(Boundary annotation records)
-- Start --

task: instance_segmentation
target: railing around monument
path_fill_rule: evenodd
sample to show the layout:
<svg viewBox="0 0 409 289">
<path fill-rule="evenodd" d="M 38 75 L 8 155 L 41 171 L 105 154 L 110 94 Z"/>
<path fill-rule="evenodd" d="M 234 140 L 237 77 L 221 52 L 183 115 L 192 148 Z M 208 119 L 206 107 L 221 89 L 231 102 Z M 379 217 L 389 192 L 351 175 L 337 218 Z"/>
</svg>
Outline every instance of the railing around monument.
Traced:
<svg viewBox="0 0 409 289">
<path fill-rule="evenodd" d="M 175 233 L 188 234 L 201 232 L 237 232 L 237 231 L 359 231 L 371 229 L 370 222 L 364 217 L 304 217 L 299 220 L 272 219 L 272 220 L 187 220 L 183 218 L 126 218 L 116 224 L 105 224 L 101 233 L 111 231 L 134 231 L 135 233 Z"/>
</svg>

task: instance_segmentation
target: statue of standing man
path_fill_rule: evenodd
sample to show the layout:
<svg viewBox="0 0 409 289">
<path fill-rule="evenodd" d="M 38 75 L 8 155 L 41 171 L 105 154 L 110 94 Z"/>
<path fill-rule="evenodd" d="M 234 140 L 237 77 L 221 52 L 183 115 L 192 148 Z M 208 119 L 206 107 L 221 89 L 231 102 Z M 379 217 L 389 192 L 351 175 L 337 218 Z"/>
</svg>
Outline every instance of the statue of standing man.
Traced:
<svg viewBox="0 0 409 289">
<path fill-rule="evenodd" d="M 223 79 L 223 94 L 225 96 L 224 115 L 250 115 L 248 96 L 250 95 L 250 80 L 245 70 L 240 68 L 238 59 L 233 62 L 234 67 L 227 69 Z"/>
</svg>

-- End --

• WORK REQUIRED: Identify every line in the material above that contains the word "railing", treating case as significant, and copy each of those lines.

• SOLUTION TO THIS PROBLEM:
target: railing around monument
Outline every instance of the railing around monument.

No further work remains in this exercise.